Collect every line in the items below that contains the word "shrub", and copy each one unchanged.

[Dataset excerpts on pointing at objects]
>>

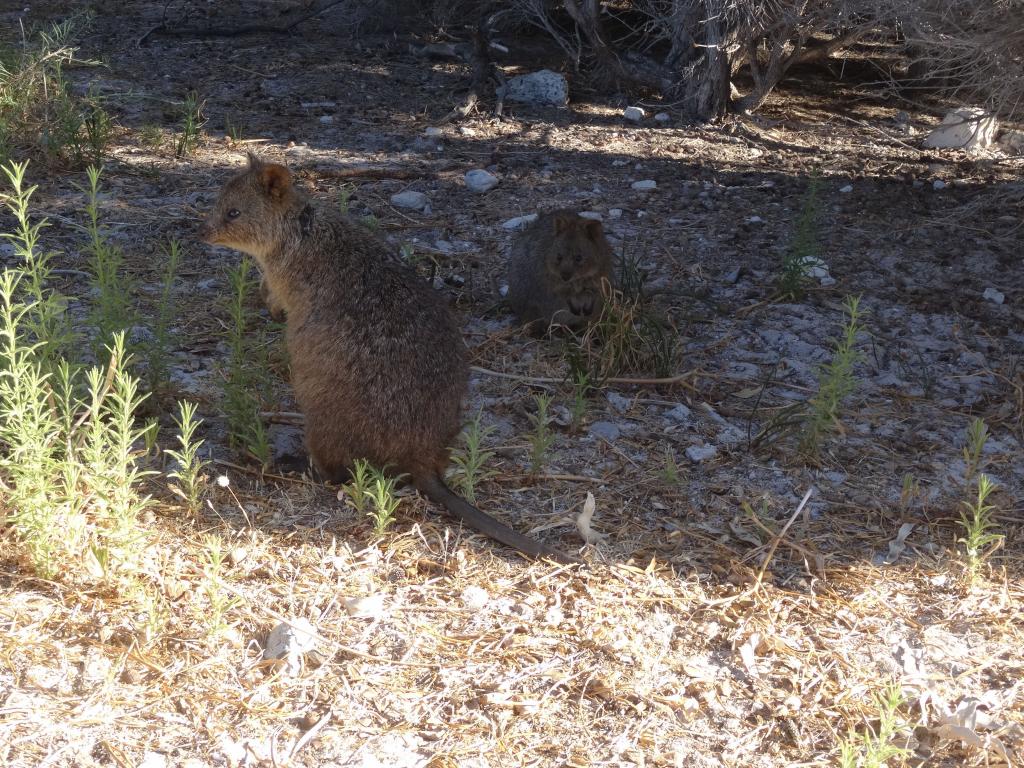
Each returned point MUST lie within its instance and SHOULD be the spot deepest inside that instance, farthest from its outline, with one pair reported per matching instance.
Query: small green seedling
(542, 437)
(471, 460)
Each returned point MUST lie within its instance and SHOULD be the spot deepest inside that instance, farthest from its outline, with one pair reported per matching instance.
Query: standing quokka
(377, 363)
(559, 269)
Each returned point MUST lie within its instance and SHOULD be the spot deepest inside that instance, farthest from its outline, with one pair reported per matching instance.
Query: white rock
(544, 87)
(635, 114)
(605, 430)
(479, 180)
(409, 199)
(966, 128)
(153, 760)
(697, 454)
(996, 297)
(371, 606)
(474, 598)
(519, 222)
(289, 642)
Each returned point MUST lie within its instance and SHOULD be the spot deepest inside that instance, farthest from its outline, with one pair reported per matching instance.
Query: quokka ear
(274, 179)
(594, 229)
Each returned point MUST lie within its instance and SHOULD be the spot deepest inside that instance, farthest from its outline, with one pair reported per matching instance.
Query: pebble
(409, 199)
(289, 641)
(519, 221)
(606, 430)
(617, 401)
(996, 297)
(479, 180)
(697, 454)
(680, 414)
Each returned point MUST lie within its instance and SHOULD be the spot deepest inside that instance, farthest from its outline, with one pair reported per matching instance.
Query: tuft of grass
(189, 124)
(670, 467)
(244, 379)
(381, 494)
(158, 347)
(836, 383)
(189, 474)
(70, 471)
(629, 336)
(977, 436)
(40, 115)
(803, 250)
(976, 518)
(880, 742)
(220, 600)
(357, 486)
(542, 437)
(44, 323)
(471, 460)
(344, 197)
(112, 307)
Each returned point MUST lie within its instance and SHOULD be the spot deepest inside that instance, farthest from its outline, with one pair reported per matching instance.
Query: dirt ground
(697, 635)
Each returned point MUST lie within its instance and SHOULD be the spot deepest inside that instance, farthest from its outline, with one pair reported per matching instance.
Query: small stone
(679, 414)
(544, 87)
(519, 222)
(289, 641)
(622, 404)
(479, 180)
(371, 606)
(996, 297)
(153, 760)
(409, 199)
(966, 128)
(697, 454)
(605, 430)
(475, 598)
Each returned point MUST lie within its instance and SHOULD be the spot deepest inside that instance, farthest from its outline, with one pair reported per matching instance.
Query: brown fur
(556, 268)
(378, 363)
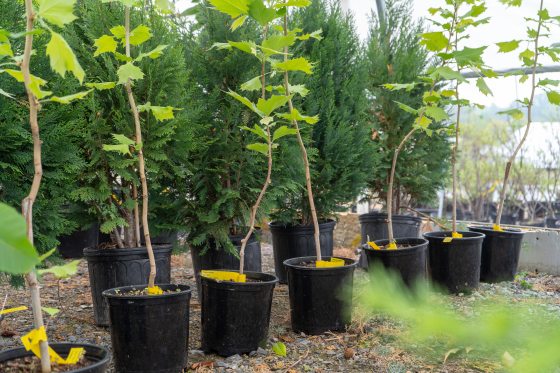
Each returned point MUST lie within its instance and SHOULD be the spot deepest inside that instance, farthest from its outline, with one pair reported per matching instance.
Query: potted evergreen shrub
(501, 247)
(395, 55)
(340, 149)
(19, 256)
(454, 257)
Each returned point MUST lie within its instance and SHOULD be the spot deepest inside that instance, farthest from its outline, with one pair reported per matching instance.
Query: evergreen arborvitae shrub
(342, 154)
(395, 55)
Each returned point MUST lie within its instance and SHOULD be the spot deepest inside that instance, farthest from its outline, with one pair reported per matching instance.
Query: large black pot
(500, 253)
(73, 245)
(111, 268)
(410, 263)
(149, 333)
(99, 356)
(295, 241)
(215, 258)
(455, 265)
(235, 316)
(320, 298)
(374, 226)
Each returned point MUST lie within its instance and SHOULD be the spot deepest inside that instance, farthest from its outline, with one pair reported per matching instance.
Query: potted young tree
(395, 55)
(454, 257)
(143, 316)
(16, 246)
(501, 247)
(340, 150)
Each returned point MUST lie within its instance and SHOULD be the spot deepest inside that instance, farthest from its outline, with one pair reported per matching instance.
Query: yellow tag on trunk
(334, 262)
(223, 276)
(373, 245)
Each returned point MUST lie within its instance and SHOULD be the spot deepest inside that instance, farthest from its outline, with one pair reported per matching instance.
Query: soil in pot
(320, 298)
(295, 241)
(500, 253)
(18, 360)
(112, 268)
(149, 333)
(374, 227)
(410, 260)
(455, 262)
(235, 315)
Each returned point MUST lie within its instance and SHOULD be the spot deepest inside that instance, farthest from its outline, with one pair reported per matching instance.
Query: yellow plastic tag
(15, 309)
(373, 245)
(223, 276)
(334, 262)
(155, 290)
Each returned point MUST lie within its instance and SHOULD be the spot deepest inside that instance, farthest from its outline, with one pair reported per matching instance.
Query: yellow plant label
(224, 276)
(11, 310)
(334, 262)
(373, 245)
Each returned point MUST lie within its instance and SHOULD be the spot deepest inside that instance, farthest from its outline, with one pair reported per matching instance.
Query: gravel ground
(368, 346)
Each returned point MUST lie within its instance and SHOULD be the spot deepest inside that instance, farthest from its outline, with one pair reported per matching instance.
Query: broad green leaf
(279, 349)
(483, 87)
(257, 130)
(101, 86)
(129, 71)
(252, 85)
(68, 99)
(553, 97)
(62, 271)
(296, 64)
(508, 46)
(105, 44)
(57, 12)
(50, 311)
(17, 253)
(62, 57)
(259, 147)
(269, 105)
(434, 41)
(283, 131)
(233, 8)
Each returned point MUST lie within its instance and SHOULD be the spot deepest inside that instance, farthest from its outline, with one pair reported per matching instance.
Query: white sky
(506, 24)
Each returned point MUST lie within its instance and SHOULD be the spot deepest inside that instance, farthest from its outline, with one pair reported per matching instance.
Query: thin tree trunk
(27, 203)
(529, 119)
(304, 155)
(141, 163)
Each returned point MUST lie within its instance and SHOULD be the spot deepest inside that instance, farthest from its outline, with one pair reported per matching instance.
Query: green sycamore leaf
(283, 131)
(553, 97)
(129, 71)
(62, 271)
(57, 12)
(296, 64)
(434, 41)
(105, 44)
(17, 253)
(233, 8)
(508, 46)
(68, 99)
(101, 86)
(259, 147)
(62, 57)
(279, 349)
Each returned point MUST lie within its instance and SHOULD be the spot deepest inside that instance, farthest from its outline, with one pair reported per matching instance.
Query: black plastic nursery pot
(295, 241)
(149, 333)
(455, 265)
(410, 262)
(112, 268)
(318, 298)
(97, 355)
(500, 253)
(235, 315)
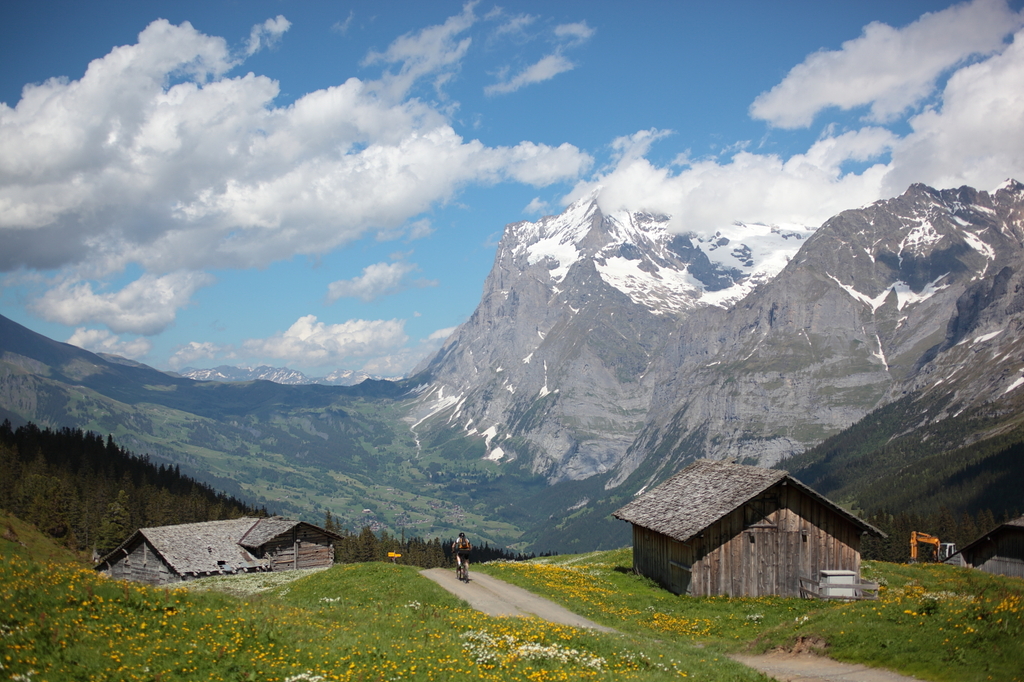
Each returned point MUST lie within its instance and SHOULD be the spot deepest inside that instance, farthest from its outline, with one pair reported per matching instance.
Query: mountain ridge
(571, 386)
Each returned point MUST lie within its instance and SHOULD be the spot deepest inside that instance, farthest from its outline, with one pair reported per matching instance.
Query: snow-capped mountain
(601, 340)
(552, 365)
(279, 375)
(665, 272)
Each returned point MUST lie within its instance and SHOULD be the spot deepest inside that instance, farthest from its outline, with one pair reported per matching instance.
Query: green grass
(60, 621)
(357, 622)
(934, 622)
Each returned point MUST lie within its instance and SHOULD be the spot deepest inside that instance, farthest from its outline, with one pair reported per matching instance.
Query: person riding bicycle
(461, 549)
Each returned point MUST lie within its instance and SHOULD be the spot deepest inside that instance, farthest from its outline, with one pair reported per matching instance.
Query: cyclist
(461, 549)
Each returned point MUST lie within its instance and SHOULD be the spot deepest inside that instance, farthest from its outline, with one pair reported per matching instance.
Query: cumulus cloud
(158, 158)
(972, 133)
(145, 306)
(266, 34)
(886, 69)
(312, 343)
(101, 341)
(377, 280)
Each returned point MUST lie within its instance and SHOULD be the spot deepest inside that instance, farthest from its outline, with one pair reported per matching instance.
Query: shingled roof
(1013, 523)
(209, 547)
(685, 505)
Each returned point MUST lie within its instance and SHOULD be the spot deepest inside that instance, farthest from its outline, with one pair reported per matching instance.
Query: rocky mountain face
(552, 370)
(607, 344)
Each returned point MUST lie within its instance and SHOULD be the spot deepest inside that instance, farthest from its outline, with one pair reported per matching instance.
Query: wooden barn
(999, 551)
(719, 528)
(174, 553)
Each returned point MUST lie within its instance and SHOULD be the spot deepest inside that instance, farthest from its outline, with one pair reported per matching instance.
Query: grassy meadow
(59, 621)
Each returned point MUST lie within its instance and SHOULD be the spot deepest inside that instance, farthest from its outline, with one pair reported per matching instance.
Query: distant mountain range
(879, 357)
(280, 375)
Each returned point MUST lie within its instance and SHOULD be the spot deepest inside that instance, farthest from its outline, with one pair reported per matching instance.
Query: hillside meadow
(59, 621)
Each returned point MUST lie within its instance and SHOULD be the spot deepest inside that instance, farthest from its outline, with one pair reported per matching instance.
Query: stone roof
(266, 529)
(210, 547)
(705, 492)
(199, 548)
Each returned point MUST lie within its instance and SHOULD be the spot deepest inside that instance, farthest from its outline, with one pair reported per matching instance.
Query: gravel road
(496, 597)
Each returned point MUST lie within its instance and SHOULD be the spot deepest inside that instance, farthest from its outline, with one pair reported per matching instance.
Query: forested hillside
(91, 494)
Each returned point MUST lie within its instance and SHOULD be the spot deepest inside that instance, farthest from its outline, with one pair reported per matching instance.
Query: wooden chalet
(999, 551)
(719, 528)
(174, 553)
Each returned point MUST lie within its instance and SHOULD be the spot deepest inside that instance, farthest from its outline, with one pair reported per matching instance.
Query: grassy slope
(355, 622)
(933, 622)
(378, 621)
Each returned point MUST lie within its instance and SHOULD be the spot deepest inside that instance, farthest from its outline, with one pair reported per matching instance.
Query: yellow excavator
(942, 550)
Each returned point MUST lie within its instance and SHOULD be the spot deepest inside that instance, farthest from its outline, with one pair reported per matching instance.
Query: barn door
(760, 558)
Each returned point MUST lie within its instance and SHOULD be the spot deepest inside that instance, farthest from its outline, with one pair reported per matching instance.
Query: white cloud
(441, 334)
(544, 70)
(511, 26)
(537, 206)
(195, 350)
(890, 70)
(576, 33)
(101, 341)
(972, 134)
(402, 361)
(266, 34)
(976, 137)
(377, 280)
(147, 305)
(157, 158)
(312, 343)
(430, 50)
(343, 27)
(567, 35)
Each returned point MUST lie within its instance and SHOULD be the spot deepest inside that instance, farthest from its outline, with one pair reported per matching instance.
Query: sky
(323, 185)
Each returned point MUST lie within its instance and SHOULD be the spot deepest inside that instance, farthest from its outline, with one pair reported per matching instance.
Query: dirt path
(810, 668)
(496, 597)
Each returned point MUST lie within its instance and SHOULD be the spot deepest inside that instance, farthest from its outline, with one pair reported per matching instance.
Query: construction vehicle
(942, 550)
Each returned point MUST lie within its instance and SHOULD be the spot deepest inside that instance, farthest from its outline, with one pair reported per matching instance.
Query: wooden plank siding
(303, 547)
(764, 547)
(1000, 552)
(141, 564)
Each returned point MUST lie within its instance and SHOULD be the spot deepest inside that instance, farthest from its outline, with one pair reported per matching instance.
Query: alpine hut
(999, 551)
(174, 553)
(722, 528)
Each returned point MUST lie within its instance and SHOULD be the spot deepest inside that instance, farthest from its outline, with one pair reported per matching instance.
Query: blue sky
(323, 184)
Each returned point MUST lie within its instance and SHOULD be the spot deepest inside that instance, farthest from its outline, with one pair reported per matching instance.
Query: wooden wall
(140, 563)
(303, 547)
(762, 548)
(1003, 554)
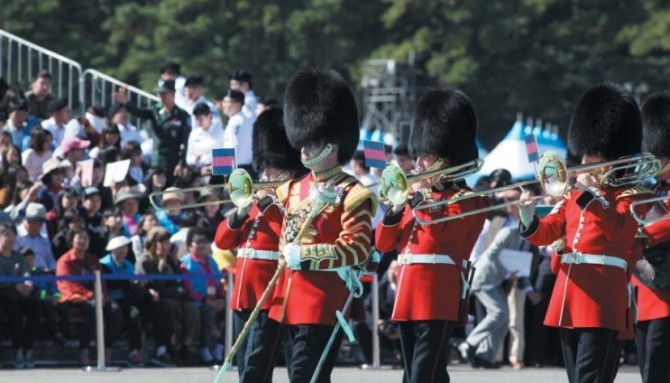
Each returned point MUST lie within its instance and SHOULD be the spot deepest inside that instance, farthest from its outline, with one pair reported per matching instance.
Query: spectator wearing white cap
(119, 115)
(60, 114)
(15, 299)
(33, 239)
(206, 135)
(72, 149)
(38, 152)
(53, 175)
(96, 230)
(170, 216)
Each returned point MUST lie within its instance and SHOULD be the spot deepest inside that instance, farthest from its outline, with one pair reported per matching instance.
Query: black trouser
(653, 349)
(590, 354)
(112, 323)
(23, 335)
(309, 342)
(425, 345)
(257, 356)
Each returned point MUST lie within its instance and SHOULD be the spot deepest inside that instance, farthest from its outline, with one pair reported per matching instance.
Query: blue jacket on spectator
(197, 287)
(168, 222)
(116, 289)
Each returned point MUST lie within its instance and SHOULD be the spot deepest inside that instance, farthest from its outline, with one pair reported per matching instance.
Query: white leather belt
(409, 259)
(267, 255)
(592, 259)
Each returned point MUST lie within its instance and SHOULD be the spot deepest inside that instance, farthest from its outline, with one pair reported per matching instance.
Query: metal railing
(98, 87)
(21, 60)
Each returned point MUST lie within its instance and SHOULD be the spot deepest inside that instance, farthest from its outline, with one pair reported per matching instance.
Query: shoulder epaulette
(359, 194)
(282, 192)
(634, 190)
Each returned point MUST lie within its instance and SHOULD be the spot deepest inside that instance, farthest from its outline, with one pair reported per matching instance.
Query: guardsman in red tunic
(322, 121)
(652, 335)
(254, 231)
(431, 271)
(590, 303)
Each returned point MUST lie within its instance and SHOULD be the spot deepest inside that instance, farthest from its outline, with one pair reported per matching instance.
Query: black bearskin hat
(656, 124)
(445, 124)
(320, 108)
(607, 122)
(270, 146)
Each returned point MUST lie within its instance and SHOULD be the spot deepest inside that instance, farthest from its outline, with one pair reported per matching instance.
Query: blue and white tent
(510, 153)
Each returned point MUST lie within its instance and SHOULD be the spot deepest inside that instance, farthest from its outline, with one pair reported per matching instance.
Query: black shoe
(59, 339)
(478, 362)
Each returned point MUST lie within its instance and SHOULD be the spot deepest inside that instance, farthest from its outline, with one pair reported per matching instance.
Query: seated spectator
(16, 299)
(207, 294)
(137, 169)
(67, 222)
(39, 95)
(48, 295)
(38, 152)
(133, 297)
(33, 238)
(211, 214)
(128, 200)
(53, 176)
(171, 202)
(118, 114)
(11, 157)
(160, 258)
(96, 229)
(17, 110)
(68, 200)
(110, 137)
(388, 330)
(204, 137)
(72, 149)
(24, 193)
(147, 222)
(188, 220)
(14, 175)
(59, 115)
(155, 180)
(80, 295)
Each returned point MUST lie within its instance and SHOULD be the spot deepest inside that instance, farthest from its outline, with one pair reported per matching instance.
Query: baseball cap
(164, 86)
(35, 212)
(72, 143)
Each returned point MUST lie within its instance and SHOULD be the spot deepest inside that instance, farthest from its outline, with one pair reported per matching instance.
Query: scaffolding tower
(389, 93)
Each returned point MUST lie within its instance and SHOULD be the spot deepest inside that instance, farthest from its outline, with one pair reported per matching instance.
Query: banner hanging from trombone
(223, 161)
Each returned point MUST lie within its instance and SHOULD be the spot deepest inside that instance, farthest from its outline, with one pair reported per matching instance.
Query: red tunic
(339, 236)
(252, 276)
(589, 295)
(653, 303)
(432, 291)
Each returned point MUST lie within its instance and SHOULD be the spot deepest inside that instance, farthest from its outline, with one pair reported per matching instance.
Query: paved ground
(459, 373)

<<

> In response:
Query: potted evergreen shrub
Query: evergreen arborvitae shrub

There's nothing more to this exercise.